Page excerpt:
******

International Business Takes Center Stage During Deloitte Touche Tohmatsu Fieldtrip

On August 20th, 2013, the JASC 65 delegation was hosted by Deloitte Touche Tohmatsu Consulting for a discussion on international business. Principle Robert J. Hill, Partner Masanobu Iwabuchi, Director of Human Resources Takayuki Umehara, and several consultants participated in the program.

Robert J. Hill, Principal at Deloitte Tohmatsu, addresses the delegation

JASCers were briefed on the consulting business and Deloitte’s operations. They then were given an overview of international business trends in Japan. Finally, the human resources department shared insights on pursuing a career in consulting and working for an international firm. After the programming, JASCers were hosted for a lunch reception in the Deloitte Tokyo office.

Spencer Oscarson (right), former JASC Program Manager and current consultant at Deloitte, speaks with Daniel Bateyko of Middlebury College.


 

Mikoda Market Fieldtrip Offers Study and Taste of Iwate’s Agriculture

Miho Sakuma (standing, left) of Williams College and Kelly Cargos (standing, right) of Macalester College purchase fruit at the Mikoda Farmer’s Market.

******

Given request: Please mark each statement yes or no against the Deloitte fieldtrip page, quoting the words that settle it: 1. The delegation's visit took place on August 20th, 2013. 2. The lunch reception was held in the Deloitte Osaka office. 3. Spencer Oscarson once served as JASC Program Manager.

Record extracts:
******

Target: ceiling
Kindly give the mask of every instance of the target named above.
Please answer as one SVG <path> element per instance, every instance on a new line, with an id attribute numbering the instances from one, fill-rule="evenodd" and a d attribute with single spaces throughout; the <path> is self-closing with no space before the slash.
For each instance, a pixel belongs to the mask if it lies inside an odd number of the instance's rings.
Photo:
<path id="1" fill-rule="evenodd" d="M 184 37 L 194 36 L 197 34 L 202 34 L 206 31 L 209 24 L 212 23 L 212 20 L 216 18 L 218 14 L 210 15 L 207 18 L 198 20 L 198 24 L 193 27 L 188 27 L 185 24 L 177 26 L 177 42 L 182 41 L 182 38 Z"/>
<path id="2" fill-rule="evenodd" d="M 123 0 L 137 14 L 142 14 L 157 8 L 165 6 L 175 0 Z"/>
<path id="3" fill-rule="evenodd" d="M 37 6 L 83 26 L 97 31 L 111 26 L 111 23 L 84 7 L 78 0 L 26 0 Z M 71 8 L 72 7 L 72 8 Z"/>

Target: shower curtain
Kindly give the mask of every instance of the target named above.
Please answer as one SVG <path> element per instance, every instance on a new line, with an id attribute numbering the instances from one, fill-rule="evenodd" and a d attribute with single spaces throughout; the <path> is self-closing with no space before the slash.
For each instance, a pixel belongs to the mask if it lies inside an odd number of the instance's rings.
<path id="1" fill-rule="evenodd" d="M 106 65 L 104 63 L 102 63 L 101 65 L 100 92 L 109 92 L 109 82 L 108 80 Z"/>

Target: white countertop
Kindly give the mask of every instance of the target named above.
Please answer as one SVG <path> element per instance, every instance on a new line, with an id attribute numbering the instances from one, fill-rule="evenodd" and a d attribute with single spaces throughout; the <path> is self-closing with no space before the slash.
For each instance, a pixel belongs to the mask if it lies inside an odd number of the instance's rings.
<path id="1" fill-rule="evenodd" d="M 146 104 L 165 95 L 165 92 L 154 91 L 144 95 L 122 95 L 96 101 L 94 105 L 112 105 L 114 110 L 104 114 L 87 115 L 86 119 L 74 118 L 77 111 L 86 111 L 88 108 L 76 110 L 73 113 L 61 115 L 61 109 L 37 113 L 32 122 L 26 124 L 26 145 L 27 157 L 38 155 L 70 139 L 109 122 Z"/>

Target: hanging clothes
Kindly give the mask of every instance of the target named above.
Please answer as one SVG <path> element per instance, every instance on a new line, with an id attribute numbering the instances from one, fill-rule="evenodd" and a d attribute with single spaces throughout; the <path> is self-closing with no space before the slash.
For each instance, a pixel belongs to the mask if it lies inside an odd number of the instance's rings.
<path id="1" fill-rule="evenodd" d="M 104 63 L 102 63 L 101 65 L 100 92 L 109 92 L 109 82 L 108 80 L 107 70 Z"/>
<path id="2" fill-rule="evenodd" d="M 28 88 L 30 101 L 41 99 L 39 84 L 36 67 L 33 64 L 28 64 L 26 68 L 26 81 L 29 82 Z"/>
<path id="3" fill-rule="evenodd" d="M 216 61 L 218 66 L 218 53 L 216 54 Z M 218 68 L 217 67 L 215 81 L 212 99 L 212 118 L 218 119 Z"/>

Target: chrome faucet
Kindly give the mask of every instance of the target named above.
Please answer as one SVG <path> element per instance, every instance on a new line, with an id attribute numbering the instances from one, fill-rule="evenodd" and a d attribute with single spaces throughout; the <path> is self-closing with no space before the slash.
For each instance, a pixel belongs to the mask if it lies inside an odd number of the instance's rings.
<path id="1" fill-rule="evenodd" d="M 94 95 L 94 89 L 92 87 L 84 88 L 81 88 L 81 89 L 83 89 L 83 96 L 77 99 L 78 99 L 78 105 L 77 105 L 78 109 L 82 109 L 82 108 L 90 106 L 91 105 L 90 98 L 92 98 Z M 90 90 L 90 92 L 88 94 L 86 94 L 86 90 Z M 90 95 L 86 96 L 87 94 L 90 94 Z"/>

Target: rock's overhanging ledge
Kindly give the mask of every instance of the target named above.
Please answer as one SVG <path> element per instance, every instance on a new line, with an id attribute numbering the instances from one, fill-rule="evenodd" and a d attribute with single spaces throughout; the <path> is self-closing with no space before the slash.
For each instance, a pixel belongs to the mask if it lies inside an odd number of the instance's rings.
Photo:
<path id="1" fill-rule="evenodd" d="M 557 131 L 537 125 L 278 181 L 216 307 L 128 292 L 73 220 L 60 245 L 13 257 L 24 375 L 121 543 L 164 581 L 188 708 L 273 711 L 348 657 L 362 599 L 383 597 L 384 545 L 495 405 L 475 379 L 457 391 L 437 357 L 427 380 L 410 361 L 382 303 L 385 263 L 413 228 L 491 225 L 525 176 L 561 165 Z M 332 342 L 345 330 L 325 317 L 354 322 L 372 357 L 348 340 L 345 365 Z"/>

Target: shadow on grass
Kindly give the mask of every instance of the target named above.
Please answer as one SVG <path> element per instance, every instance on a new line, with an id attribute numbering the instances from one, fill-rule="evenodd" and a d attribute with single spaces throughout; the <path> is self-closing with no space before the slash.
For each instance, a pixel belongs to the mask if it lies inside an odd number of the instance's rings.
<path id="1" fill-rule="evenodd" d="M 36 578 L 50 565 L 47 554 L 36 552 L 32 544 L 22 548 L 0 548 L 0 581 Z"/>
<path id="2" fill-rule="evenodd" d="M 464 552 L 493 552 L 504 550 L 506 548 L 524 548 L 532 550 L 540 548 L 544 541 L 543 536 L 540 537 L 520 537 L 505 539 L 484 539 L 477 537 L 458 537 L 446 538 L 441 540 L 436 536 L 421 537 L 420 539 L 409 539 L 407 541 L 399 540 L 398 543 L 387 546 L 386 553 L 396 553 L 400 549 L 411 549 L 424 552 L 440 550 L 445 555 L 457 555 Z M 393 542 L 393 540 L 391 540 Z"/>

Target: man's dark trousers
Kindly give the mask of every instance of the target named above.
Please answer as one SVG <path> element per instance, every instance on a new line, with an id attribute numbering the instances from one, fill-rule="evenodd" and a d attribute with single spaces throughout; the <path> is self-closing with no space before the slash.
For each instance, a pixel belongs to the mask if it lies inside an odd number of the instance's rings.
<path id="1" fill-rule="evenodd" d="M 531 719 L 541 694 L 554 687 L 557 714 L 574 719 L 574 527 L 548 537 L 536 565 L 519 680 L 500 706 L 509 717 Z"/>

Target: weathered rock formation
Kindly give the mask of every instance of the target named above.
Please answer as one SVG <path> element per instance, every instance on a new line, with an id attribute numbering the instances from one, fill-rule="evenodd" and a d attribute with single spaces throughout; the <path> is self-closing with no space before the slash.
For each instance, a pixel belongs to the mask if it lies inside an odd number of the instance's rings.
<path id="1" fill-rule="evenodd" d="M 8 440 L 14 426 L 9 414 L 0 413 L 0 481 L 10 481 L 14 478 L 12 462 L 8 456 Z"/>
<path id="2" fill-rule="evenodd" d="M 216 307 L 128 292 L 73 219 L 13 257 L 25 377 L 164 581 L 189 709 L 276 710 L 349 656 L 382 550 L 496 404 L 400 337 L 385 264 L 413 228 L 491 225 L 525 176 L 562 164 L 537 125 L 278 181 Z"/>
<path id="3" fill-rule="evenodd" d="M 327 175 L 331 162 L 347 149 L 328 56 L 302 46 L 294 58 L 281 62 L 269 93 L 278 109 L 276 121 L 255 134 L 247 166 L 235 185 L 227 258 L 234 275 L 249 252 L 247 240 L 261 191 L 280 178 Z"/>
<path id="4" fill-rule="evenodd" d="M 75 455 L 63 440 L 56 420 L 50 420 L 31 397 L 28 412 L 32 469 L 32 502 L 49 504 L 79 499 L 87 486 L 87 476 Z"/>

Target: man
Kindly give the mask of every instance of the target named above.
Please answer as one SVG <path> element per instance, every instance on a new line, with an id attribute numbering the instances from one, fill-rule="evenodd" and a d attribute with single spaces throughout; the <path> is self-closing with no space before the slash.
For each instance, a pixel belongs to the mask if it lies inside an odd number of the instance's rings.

******

Complete answer:
1. Yes: "On August 20th, 2013, the JASC 65 delegation was hosted by Deloitte Touche Tohmatsu Consulting"
2. No: "JASCers were hosted for a lunch reception in the Deloitte Tokyo office"
3. Yes: "former JASC Program Manager and current consultant at Deloitte"